■ **THE EXERCISE**
Reproduce the part of the listing below that opens with its very first line and closes with the line containing "column 74, row 501", including both of those lines. Leave the pictures out of your copy.

---------- GIVEN RECORDS ----------

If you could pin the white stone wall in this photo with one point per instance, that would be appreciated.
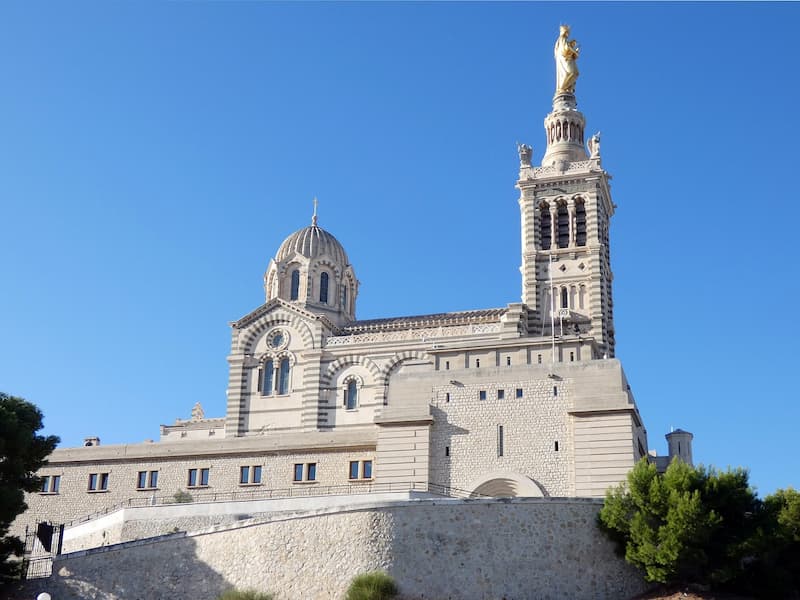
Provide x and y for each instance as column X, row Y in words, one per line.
column 464, row 550
column 468, row 426
column 74, row 501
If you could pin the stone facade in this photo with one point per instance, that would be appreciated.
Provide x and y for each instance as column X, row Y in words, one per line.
column 436, row 550
column 521, row 400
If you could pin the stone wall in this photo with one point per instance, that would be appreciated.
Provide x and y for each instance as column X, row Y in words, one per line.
column 436, row 550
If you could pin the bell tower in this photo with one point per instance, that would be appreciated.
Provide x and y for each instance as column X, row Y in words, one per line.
column 566, row 208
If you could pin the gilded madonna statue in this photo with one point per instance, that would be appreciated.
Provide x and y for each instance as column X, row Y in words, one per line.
column 566, row 54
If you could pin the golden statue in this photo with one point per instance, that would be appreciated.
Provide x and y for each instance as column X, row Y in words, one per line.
column 566, row 54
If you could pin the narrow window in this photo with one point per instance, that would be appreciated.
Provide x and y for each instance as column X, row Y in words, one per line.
column 580, row 224
column 351, row 395
column 323, row 288
column 295, row 292
column 267, row 376
column 545, row 227
column 563, row 226
column 500, row 440
column 283, row 377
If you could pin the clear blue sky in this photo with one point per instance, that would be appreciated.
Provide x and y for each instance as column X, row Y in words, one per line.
column 153, row 157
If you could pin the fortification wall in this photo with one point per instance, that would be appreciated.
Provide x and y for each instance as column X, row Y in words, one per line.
column 436, row 549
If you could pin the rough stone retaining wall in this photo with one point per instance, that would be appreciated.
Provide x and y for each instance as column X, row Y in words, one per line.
column 436, row 550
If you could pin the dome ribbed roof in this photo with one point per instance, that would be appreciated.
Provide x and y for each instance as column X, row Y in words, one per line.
column 312, row 241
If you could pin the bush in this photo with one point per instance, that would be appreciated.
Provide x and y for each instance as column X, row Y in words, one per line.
column 234, row 594
column 372, row 586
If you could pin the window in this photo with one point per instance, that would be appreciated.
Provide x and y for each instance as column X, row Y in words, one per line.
column 360, row 469
column 323, row 288
column 283, row 377
column 147, row 480
column 580, row 224
column 98, row 482
column 267, row 377
column 50, row 484
column 198, row 478
column 351, row 395
column 295, row 291
column 563, row 226
column 250, row 475
column 308, row 469
column 500, row 440
column 545, row 228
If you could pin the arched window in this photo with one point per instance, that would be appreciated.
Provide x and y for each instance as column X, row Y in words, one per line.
column 545, row 227
column 563, row 226
column 323, row 288
column 267, row 377
column 283, row 376
column 580, row 224
column 295, row 292
column 351, row 395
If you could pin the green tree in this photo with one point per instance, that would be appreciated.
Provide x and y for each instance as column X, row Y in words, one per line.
column 689, row 525
column 22, row 453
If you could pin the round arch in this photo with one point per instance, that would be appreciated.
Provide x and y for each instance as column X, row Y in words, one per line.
column 506, row 484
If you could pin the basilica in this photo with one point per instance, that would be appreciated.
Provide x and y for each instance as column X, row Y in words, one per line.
column 527, row 399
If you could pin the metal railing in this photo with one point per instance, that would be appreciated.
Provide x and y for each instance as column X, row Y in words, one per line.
column 304, row 490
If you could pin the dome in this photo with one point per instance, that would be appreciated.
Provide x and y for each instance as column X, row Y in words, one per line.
column 312, row 241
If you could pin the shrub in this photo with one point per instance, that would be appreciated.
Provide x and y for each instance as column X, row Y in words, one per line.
column 376, row 585
column 234, row 594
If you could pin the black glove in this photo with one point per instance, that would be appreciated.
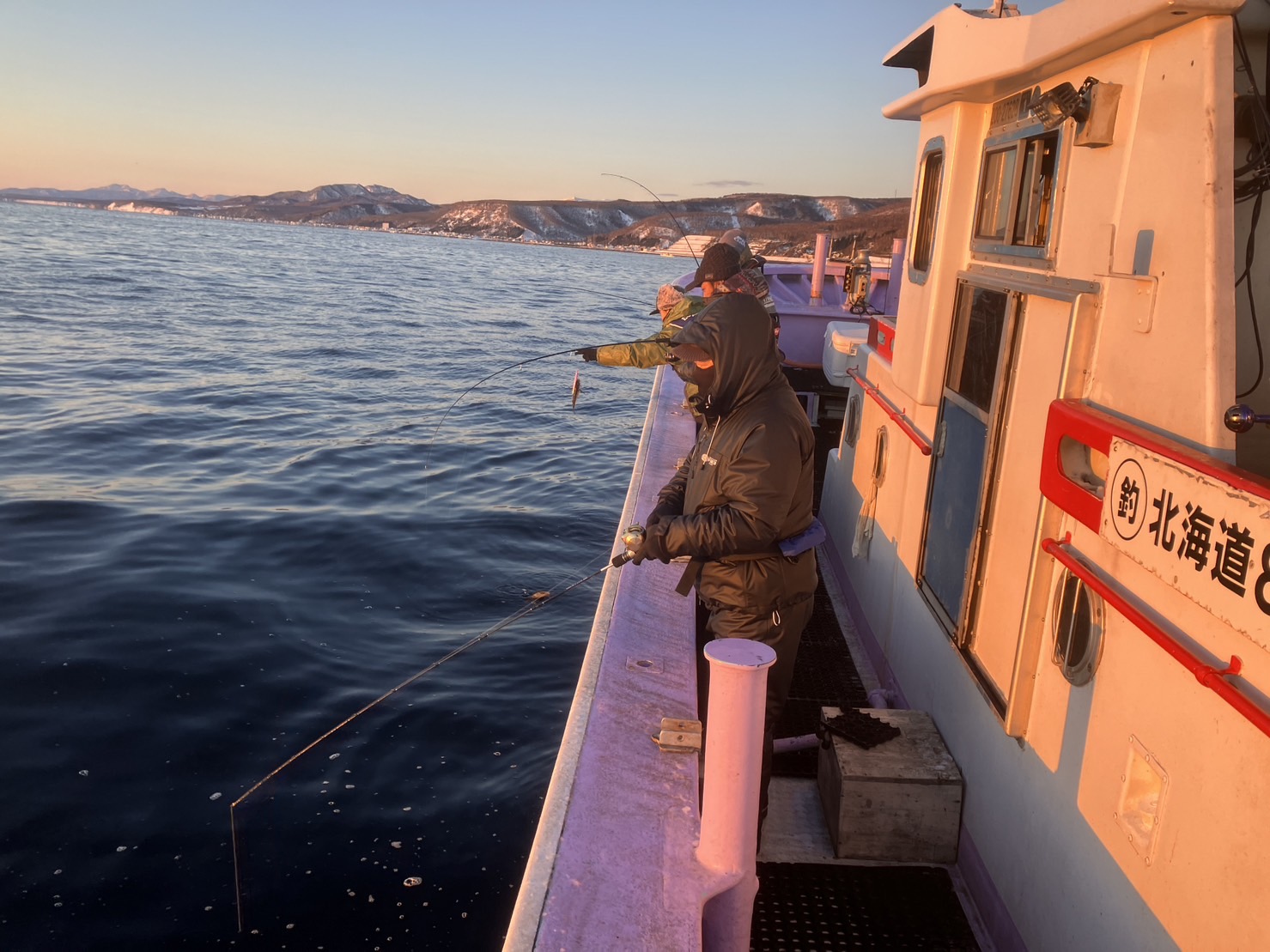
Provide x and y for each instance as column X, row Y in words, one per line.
column 662, row 511
column 652, row 548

----------

■ **EXERCISE OUTPUT**
If you could pin the white stone wall in this photo with one point per instance, that would be appreciated.
Provide x and y for each instance as column X, row Y in words, one per line.
column 464, row 550
column 468, row 426
column 74, row 501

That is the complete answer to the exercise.